--- Exercise instructions ---
1/ From the post on teaching beginning swing dancers below, extract the passage from "How hard is" to "motor learning principles.".
2/ Rewrite the paragraph in the post on teaching beginning swing dancers below that begins "Motor learning is the process" in a shorter form, keeping its main facts.
3/ According to the post on teaching beginning swing dancers below, what is motor learning colloquially known as?

--- Supplied text ---

+ + + + + + +

How hard is it to learn swing dancing, and how can instructors best meet the unique needs of beginning dancers? Part 2 (of 2).
First of all, thank you all for your responses to Part 1, in which I explored the challenges of learning partner dance from the new student’s perspective. I was heartened to learn that so many others are passionate about beginning dancers!
In this post, I will share my humble recommendations for the introductory/beginning dance teacher. These are outlined in the table below. Please note that I am focusing mainly on month-long introductory classes, not necessarily ½-hour “drop-in” classes.
Recommendation 1: Apply motor learning principles.
Motor learning is the process by which your ability to move in specific ways improves semi-permanently through repetition and practice. It’s colloquially known as “muscle memory.” The International Association for Dance Medicine and Science has an outstanding overview of motor learning as it applies to teaching dance.

+ + + + + + +

(Stored data entries)
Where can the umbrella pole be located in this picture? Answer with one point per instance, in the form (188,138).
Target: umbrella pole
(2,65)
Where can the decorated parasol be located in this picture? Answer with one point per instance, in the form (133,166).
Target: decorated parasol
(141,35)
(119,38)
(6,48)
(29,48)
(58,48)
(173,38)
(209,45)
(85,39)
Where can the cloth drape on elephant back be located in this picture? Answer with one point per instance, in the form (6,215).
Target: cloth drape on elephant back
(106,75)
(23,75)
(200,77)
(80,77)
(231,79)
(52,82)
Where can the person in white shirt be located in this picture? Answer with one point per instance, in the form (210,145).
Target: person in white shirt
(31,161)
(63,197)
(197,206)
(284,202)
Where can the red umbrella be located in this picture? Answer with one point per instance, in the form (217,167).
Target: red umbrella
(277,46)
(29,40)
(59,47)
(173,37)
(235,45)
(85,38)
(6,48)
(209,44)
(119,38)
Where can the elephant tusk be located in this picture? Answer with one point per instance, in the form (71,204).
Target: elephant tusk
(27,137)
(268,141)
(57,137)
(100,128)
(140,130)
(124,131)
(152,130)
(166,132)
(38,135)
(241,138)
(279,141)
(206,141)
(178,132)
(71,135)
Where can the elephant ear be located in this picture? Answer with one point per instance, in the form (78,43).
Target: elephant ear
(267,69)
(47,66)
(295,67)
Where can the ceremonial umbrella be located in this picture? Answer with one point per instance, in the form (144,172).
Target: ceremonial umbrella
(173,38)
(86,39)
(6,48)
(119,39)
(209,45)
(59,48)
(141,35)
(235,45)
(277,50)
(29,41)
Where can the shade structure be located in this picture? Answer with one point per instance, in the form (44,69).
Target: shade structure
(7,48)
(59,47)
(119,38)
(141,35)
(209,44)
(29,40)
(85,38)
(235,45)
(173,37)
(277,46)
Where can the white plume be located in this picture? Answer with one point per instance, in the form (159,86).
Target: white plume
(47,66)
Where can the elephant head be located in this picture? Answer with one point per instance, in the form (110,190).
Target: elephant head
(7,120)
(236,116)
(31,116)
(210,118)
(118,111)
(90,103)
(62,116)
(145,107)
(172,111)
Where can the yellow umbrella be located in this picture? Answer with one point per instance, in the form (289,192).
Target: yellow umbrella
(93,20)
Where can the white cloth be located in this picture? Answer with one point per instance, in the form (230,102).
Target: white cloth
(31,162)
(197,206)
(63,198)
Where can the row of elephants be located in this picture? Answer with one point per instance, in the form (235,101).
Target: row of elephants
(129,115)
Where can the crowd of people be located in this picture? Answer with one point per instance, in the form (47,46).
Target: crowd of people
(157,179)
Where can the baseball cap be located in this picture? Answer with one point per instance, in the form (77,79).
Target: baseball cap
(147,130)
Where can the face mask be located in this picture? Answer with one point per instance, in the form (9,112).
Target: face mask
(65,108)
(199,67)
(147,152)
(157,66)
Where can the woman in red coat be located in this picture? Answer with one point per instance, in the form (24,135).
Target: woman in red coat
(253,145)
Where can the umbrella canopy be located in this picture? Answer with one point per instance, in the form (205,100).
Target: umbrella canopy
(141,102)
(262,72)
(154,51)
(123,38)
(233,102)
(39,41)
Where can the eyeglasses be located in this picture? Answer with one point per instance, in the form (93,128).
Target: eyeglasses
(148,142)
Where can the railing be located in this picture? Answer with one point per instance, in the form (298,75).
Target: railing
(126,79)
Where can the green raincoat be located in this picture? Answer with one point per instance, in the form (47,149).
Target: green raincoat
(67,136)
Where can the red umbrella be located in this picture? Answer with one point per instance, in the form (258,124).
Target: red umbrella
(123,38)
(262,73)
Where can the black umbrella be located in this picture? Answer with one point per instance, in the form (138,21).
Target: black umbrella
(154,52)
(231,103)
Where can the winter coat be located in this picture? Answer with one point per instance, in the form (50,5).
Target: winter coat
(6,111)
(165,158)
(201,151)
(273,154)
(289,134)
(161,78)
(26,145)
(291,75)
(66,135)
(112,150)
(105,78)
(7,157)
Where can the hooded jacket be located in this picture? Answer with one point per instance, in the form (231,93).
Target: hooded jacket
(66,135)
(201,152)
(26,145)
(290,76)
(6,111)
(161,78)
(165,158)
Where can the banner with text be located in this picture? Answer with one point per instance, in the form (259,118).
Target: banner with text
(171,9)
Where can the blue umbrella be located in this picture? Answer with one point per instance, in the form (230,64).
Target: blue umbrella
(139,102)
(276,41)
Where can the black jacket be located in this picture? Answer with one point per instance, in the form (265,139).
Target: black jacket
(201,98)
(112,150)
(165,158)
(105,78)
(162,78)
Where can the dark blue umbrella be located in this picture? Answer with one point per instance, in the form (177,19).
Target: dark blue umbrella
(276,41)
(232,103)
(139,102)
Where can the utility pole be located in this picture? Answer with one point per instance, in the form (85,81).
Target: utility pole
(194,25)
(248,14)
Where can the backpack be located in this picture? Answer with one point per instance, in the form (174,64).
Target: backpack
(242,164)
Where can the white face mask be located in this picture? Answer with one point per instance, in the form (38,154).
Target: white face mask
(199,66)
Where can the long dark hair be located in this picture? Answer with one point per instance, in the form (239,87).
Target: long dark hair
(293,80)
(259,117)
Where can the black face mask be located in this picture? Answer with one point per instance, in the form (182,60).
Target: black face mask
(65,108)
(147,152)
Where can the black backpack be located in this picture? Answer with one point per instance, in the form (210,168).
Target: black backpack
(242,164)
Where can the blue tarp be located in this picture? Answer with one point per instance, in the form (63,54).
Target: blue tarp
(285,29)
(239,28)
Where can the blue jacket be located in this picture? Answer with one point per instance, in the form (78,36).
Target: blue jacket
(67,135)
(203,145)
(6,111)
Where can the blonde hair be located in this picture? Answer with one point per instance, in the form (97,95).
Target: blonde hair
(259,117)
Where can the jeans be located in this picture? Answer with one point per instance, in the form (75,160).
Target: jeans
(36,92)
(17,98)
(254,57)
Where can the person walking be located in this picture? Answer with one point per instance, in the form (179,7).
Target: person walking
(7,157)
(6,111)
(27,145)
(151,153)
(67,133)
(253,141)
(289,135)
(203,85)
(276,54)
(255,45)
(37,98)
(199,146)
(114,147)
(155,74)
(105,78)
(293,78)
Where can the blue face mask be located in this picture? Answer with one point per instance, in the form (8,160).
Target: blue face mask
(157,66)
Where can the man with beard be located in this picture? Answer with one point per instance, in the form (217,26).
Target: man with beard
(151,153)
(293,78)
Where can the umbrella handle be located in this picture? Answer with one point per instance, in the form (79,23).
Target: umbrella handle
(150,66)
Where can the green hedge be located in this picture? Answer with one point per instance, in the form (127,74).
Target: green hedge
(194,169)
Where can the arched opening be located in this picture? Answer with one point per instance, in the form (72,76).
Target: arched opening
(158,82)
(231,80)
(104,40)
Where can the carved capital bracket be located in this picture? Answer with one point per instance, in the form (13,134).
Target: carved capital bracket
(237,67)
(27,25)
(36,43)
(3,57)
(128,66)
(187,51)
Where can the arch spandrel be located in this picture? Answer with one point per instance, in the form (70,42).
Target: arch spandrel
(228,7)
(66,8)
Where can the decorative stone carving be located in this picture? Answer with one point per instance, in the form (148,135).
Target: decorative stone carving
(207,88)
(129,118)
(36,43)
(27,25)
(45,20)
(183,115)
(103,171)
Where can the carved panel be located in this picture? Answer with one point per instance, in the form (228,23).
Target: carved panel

+ + + + + + +

--- Results of the exercise ---
1/
How hard is it to learn swing dancing, and how can instructors best meet the unique needs of beginning dancers? Part 2 (of 2).
First of all, thank you all for your responses to Part 1, in which I explored the challenges of learning partner dance from the new student’s perspective. I was heartened to learn that so many others are passionate about beginning dancers!
In this post, I will share my humble recommendations for the introductory/beginning dance teacher. These are outlined in the table below. Please note that I am focusing mainly on month-long introductory classes, not necessarily ½-hour “drop-in” classes.
Recommendation 1: Apply motor learning principles.

2/ Motor learning, known informally as "muscle memory," is the semi-permanent improvement of specific movement skills through repetition and practice. The International Association for Dance Medicine and Science offers an excellent overview of how it applies to teaching dance.

3/ It is colloquially known as "muscle memory."